Задания
**A)** Сколько времени, согласно тексту для чтения, заняло послевоенное восстановление СССР?
**B)** Процитируйте фрагмент текста для чтения, который открывается словами «Быт на краю» и завершается словами «совершила качественный скачок.».

____ Текст для чтения

Быт на краю бездны выковал стойкий характер местного населения. После каждой очередной катастрофы выжившие люди возвращались (в мере, определенной геополитическими и экологическими возможностями) к прежней жизни, упорно воспроизводя традиционные, пусть примитивные, но временем испытанные модели горского жизнеобеспечения. Поколение Мусы Шанибова также казалось обреченным следовать суровому циклу выживания и продолжать традиции кавказского быта. Однако этого не произошло. В XX в. всемирная история совершила качественный скачок.
Советский Союз только что победил гитлеровский Рейх в массовой механизированной войне и быстро становился атомно-ракетной сверхдержавой. Индустриальные ресурсы и военно-плановая централизация теперь также перенацеливались на послевоенное восстановление, переходящее в наращивание современной инфраструктуры, городов и хозяйственных секторов. Вопреки осторожно-пессимистичным прогнозам западных аналитиков тех лет, идеологически недооценивавших потенциал командной экономики, послевоенное восстановление СССР заняло всего несколько лет вместо десятилетий. Централизованное деспотическое планирование наиболее соответствовало именно такого рода задачам быстрого массового производства стандартизированных вооружений в период войн, как и затем стандартизированного жилья, базовых потребительских товаров и самих человеческих кадров для индустриализованной экономики в период восстановления. Плановая военная экономика хороша для героических рывков вперед на узких направлениях, но, простите за тавтологию, не для планомерного широкого роста.

________
____ Материал

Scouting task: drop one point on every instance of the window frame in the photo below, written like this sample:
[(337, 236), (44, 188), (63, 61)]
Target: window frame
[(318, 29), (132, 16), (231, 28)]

________

Ответы
**A)** Всего несколько лет вместо десятилетий.

**B)**
Быт на краю бездны выковал стойкий характер местного населения. После каждой очередной катастрофы выжившие люди возвращались (в мере, определенной геополитическими и экологическими возможностями) к прежней жизни, упорно воспроизводя традиционные, пусть примитивные, но временем испытанные модели горского жизнеобеспечения. Поколение Мусы Шанибова также казалось обреченным следовать суровому циклу выживания и продолжать традиции кавказского быта. Однако этого не произошло. В XX в. всемирная история совершила качественный скачок.